Text block ::
John Cornwallis (23 December 1706 – 1768) was a British politician who sat in the House of Commons from 1727 to 1747.

History 
Cornwallis was the fourth son of Charles Cornwallis, 4th Baron Cornwallis and his wife Lady Charlotte Butler, daughter of Richard Butler, 1st Earl of Arran. He was educated at Eton College in 1718. He married Sarah Dale, daughter of Rev. Hugh Dale. His brothers Hon. Edward, James and Stephen Cornwallis were also Members of Parliament.

Cornwallis was returned unopposed as Member of Parliament for the family seat of  Eye at the  1727 British general election with his elder brother Stephen. He voted    regularly with the Government and was appointed Equerry to Prince of Wales in about 1731. He spoke against the repeal of the Septennial Act in 1734. At the 1734 British general election he was returned unopposed with his brother again. In 1737, he gave up his post of equerry to the Prince when the Prince of Wales went into opposition, because the pension he had from the King was worth more than the salary from his place. He was returned unopposed with his brother again at the 1741 British general election. At the end of Walpole's Administration he voted with the Opposition on Pulteney's motion for a secret committee to inquire into the war, on account of which his brother, Lord Cornwallis,  turned him out of doors next day.  He subsequently became a follower of the Prince of Wales again. He was not renominated by Lord Cornwallis for Eye at the 1747 British general election but stood on his own account and was defeated.  He did not stand for Parliament again.

Data shown ::
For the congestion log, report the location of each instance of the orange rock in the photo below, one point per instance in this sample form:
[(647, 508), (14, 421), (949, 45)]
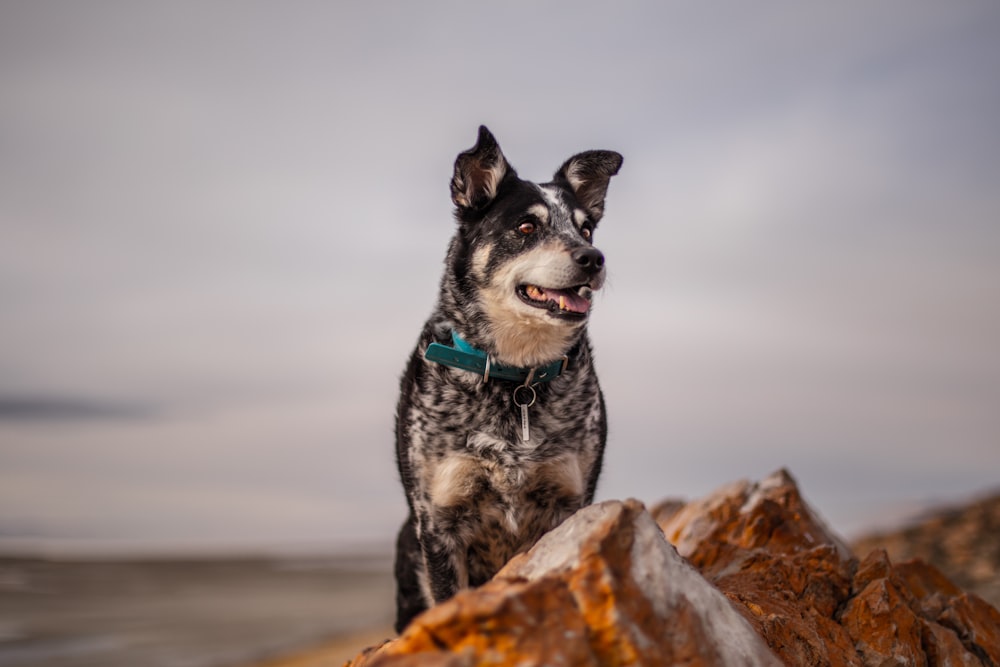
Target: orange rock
[(606, 588)]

Your tasks ::
A – Answer these about the John Cornwallis text:
(i) Where was Cornwallis educated?
(ii) For which seat was he returned at the 1727 British general election?
(iii) What did he value more than his salary as equerry to the Prince?
B – In the Cornwallis text, swap "Eton College" for "Westminster School" and write out everything from "John Cornwallis (23" down to "Members of Parliament.".

Solution list ::
A –
(i) Eton College
(ii) Eye
(iii) The pension he had from the King

B –
John Cornwallis (23 December 1706 – 1768) was a British politician who sat in the House of Commons from 1727 to 1747.

History 
Cornwallis was the fourth son of Charles Cornwallis, 4th Baron Cornwallis and his wife Lady Charlotte Butler, daughter of Richard Butler, 1st Earl of Arran. He was educated at Westminster School in 1718. He married Sarah Dale, daughter of Rev. Hugh Dale. His brothers Hon. Edward, James and Stephen Cornwallis were also Members of Parliament.